» Excerpted passage:

================================

Amery was not the only Axis broadcaster tried and hanged by Britain after the war; he was followed to the gallows by the much better known and more frequent offender William Joyce, called “Lord Haw-Haw” by scornful Britons on account of his almost ludicrously affected upper-class English diction and accent. Joyce’s case has attracted much more attention from analysts than Amery’s, including Rebecca West’s monumental “Meaning of Treason.” But Ms. Keene is not shy about taking on heavyweights, including West, and she has made a superb judgment in zeroing in on the too-little-known figure of Amery.
“Treason on the Airwaves” presents a memorable portrait of a despicable figure, truly the runt of a distinguished lineage, born to privilege and exposed to the best of influences in a family remarkable for public service and probity - all of which he sedulously managed to resist from an early age, launching himself on a career as a wastrel that led him through shady business practices to spewing forth anti-Semitic filth into Nazi microphones.

================================

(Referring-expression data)
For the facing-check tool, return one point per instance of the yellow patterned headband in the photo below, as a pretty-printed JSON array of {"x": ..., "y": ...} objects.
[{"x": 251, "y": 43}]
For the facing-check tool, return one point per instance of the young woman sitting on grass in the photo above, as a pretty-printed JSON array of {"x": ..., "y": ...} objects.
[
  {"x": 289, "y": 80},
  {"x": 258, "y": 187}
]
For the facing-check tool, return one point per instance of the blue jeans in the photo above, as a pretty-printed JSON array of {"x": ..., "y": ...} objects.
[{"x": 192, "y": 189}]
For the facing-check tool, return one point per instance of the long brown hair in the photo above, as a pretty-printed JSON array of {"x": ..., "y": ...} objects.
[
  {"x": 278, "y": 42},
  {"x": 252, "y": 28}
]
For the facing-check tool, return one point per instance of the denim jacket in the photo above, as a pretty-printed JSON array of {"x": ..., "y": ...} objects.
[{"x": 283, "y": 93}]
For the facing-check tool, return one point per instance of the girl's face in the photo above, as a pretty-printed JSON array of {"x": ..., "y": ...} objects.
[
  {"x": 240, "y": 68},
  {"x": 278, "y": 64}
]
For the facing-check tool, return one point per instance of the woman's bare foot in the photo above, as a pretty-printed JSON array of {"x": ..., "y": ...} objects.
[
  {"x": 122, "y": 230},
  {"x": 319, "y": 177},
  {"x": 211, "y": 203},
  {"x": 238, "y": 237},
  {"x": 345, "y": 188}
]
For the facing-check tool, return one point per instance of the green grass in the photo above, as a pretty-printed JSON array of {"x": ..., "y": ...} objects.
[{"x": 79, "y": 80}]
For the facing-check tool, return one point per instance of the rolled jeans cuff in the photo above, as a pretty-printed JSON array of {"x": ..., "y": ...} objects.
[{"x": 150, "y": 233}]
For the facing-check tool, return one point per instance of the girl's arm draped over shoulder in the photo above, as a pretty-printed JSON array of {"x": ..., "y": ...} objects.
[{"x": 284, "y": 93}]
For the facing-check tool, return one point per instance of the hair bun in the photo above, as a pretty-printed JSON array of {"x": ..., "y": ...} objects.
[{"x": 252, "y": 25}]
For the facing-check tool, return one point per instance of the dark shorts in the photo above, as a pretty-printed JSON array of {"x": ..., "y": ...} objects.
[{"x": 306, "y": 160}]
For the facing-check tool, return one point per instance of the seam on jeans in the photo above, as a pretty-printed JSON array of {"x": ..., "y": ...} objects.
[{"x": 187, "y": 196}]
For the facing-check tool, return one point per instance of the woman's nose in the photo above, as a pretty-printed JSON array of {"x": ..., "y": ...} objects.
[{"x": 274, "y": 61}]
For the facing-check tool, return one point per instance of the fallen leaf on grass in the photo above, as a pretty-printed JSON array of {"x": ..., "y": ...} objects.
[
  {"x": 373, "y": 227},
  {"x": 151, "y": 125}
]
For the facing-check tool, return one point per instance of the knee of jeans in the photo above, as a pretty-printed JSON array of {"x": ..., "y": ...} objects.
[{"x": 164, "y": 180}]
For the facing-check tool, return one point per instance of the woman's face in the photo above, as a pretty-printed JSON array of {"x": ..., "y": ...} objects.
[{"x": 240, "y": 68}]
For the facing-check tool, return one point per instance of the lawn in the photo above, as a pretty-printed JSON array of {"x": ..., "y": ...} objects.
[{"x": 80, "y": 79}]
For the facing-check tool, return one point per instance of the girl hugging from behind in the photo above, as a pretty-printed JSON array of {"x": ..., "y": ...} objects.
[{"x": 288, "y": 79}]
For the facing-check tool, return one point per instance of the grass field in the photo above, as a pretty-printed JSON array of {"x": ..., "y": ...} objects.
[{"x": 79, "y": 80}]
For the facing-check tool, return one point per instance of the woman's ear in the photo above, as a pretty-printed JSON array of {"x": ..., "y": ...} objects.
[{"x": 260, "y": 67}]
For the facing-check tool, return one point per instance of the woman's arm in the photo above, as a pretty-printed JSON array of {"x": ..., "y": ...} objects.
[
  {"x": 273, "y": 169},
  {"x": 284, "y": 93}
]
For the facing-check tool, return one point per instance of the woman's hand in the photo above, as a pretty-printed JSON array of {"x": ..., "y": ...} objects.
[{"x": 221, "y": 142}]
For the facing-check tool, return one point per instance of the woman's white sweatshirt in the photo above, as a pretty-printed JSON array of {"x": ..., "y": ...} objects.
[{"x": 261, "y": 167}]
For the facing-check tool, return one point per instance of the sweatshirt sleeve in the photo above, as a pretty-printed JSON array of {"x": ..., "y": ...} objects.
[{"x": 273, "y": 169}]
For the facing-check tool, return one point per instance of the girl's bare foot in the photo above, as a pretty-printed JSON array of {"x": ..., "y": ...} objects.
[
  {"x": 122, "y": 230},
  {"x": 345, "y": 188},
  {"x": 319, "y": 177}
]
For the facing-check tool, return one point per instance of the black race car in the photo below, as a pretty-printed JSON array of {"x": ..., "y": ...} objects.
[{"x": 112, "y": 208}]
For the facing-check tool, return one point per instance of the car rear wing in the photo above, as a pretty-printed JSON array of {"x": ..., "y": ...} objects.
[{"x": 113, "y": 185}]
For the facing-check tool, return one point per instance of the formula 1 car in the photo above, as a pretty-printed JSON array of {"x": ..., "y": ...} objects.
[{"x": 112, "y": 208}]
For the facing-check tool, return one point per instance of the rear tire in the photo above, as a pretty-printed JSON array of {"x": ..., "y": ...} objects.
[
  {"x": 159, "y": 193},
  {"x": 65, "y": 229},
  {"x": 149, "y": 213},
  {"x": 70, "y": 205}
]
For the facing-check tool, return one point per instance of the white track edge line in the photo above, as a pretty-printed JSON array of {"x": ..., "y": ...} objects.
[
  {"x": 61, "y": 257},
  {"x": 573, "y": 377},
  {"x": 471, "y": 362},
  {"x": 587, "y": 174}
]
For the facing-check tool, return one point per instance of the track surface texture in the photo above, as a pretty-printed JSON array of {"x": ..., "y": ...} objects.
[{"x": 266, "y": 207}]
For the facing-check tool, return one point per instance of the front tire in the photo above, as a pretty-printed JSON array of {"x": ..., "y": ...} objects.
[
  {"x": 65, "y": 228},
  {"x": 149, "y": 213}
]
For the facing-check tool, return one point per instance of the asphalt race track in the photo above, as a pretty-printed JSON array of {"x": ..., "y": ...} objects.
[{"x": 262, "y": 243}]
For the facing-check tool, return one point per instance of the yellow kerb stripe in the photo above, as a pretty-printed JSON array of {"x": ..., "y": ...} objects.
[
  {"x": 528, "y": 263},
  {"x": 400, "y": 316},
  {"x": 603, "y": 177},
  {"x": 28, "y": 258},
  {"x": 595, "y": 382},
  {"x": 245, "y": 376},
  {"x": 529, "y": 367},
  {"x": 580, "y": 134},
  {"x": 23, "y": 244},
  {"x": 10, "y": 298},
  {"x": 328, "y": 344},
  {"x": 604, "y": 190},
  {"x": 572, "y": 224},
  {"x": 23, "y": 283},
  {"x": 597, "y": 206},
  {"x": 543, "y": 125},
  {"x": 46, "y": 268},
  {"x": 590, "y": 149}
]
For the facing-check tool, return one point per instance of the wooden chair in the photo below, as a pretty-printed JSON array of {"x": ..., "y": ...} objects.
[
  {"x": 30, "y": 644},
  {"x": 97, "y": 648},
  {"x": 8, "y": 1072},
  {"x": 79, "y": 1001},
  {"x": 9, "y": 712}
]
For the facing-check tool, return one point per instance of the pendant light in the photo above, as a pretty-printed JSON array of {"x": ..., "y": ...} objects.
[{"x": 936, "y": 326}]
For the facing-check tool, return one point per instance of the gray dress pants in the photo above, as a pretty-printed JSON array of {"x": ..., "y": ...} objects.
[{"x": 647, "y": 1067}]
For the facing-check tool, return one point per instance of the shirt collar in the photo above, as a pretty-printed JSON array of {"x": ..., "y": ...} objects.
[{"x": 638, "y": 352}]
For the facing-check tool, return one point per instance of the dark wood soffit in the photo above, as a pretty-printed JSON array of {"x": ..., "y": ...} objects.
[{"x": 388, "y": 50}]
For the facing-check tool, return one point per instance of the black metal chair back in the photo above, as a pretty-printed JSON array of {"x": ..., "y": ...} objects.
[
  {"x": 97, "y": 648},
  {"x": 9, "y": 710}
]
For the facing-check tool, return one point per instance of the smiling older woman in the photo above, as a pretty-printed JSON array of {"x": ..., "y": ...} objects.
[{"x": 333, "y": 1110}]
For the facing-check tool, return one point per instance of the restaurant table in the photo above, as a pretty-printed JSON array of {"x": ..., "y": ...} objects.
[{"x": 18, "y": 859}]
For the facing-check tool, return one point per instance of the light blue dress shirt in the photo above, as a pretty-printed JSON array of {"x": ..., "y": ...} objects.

================================

» Work order 1:
Retype the stretch of the review excerpt above from "Amery was not" through "figure of Amery.".
» Work order 2:
According to the review excerpt above, what nickname did scornful Britons give William Joyce?

» Your response 1:
Amery was not the only Axis broadcaster tried and hanged by Britain after the war; he was followed to the gallows by the much better known and more frequent offender William Joyce, called “Lord Haw-Haw” by scornful Britons on account of his almost ludicrously affected upper-class English diction and accent. Joyce’s case has attracted much more attention from analysts than Amery’s, including Rebecca West’s monumental “Meaning of Treason.” But Ms. Keene is not shy about taking on heavyweights, including West, and she has made a superb judgment in zeroing in on the too-little-known figure of Amery.

» Your response 2:
Lord Haw-Haw